======== SOURCE TEXT

Fat-shaming is recognized to be cruel. It’s an immature act that targets the most vulnerable thing about women — our appearance — and it turns our bodies into weapons against ourselves. But on the opposite spectrum, not equally harmful but undeniably damaging as well, is fit-shaming. 

In my line of work, I travel often. I eat out a lot, and I have enviable access to great food, and lots of it. I’m immensely privileged in this. And more so than that, I have enviable access to amazing fitness centers with great amenities, and the luxury of working out in well-equipped resorts nearly by myself. It’s perhaps these Zen, focused-in, and unplugged moments that I look forward to the most when I travel for work.

However, not everyone feels the same about physical activity and “clean” eating. After all, “You’re on vacation!” many often say. “Live a little!” Although there is value in kicking back and letting loose, there are also ramifications for some of us … and it’s not always aesthetically or vanity-driven.

No Body Shaming Is Okay

For me, eating poorly upsets my stomach. Badly, embarrassingly even. Working out settles it, as well as puts my mindset in a place where I crave responsible choices that keep my gut happy. Moreover, exercising takes the edge off the guilt of indulgence. It boosts my endorphins and sense of self-worth and well-being. It takes my mind off worry, anxiety, and an endless to-do list that runs a refrain in my mind. It helps me to focus on the music in my ears and the beats thrumming through my blood, so I can concentrate on my form through micro movements or ballistic ones. It helps me tune in to myself.

================

◆ GOAL OF THE EXERCISE
In the essay on fit-shaming, what effect does eating poorly have on the writer?

======== RECORDED INFORMATION

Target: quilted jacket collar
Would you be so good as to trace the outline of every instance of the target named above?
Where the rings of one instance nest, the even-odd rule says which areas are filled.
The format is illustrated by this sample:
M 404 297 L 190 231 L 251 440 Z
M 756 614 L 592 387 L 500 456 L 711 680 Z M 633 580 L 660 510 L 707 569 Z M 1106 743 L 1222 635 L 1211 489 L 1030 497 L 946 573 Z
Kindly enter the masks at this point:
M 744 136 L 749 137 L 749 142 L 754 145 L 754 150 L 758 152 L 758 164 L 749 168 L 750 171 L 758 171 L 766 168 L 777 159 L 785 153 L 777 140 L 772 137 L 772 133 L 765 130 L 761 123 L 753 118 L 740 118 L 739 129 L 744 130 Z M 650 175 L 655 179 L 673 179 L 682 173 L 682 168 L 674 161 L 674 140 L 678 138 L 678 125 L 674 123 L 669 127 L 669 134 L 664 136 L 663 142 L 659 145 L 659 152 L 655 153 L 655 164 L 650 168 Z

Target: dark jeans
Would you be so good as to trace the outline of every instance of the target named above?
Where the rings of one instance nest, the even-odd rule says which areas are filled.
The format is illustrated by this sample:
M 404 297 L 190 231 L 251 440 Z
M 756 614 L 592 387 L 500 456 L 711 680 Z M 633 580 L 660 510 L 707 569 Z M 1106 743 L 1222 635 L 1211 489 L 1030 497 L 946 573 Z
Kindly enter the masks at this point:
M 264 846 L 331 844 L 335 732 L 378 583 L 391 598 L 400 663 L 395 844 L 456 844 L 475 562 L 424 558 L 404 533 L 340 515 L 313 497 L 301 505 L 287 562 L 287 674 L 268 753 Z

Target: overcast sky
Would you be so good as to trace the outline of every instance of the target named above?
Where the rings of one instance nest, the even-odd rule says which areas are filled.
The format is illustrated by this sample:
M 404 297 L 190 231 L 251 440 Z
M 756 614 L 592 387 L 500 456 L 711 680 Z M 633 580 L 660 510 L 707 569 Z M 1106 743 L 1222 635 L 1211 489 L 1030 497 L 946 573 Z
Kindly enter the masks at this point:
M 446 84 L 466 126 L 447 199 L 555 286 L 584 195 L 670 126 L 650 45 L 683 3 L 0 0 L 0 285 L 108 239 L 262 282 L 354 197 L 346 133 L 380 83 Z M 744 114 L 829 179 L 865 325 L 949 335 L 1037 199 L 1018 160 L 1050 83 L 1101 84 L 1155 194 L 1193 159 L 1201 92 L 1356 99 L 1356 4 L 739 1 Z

================

◆ FINISHED ANSWER
It upsets the writer's stomach badly, even embarrassingly.